#### READING PASSAGE:
---------------
Managua, Nicaragua, Nov 20, 2019 / 05:01 pm (CNA).- Pro-government forces in Nicaragua have ended a siege of the Managua cathedral as mothers holding a hunger strike there were evacuated, though a similar hunger strike at a parish church in Masaya is continuing.

The hunger strikers in both churches – Immaculate Conception Cathedral in Managua and San Miguel in Masaya – have been calling for the release of their relatives, whom they believe to be political prisoners.

Anti-government protests in Nicaragua began in April 2018. They have resulted in more than 320 deaths.

Seven mothers entered Managua's Immaculate Conception Cathedral Nov. 18, and they were soon followed by the mob of government supporters. The mothers removed themselves to another part of the cathedral.

Msgr. Carlos Avilés, vicar general of the Archdiocese of Managua, stated that “there are a number of unjustly detained political prisoners in the country. Their mothers desperately tried to enter the cathedral to pray … then the government with the police helping them, let in a mob of government supporters backed by the police to violate the cathedral.”

The archdiocese said that “violent groups related to the government entered and took control of the Managua Metropolitan Cathedral. When reprimanded by Fr. Rodolfo López and Sister Arelys Guzmán, these people responded with violence, beating the priest and sister who are okay but who had to leave the church to protect themselves.”

The archdiocese also said that the pro-government forces “broke the padlocks of the bell tower and other padlocks, thus desecrating our Metropolitan Cathedral” during the night.

The mothers took shelter in the cathedral overnight, and were then evacuated Nov. 19 in a Red Cross ambulance, as part of a deal negotiated by Archbishop Waldemar Sommertag, apostolic nuncio to Nicaragua.

The pro-government forces lifted their blockade of the cathedral shortly thereafter.

The archdiocese condemned “the acts of desecration, siege, and intimidation, which do not contribute to the peace and stability of the country.”

The Managua archdiocese also asked president Daniel Ortega to “take immediate action that all our Catholic churches are respected and likewise that the National Police pull back their troops that are besieging and intimidating the cathedral and our parishes.”
---------------
#### COLLECTED MATERIAL:
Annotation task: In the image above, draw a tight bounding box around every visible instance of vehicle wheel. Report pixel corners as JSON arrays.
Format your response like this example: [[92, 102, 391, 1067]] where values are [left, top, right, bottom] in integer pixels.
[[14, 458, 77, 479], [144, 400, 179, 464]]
---------------
#### TO DO:
Condense the paragraph of the news report on the Managua cathedral siege that begins "The mothers took shelter" into a short bulleted list, keeping its main facts. This exercise can be done without the data.

#### RESULT FOR THIS TASK:
- The mothers sheltered in the cathedral overnight.
- On Nov. 19 they were evacuated in a Red Cross ambulance.
- The evacuation was part of a deal negotiated by Archbishop Waldemar Sommertag, apostolic nuncio to Nicaragua.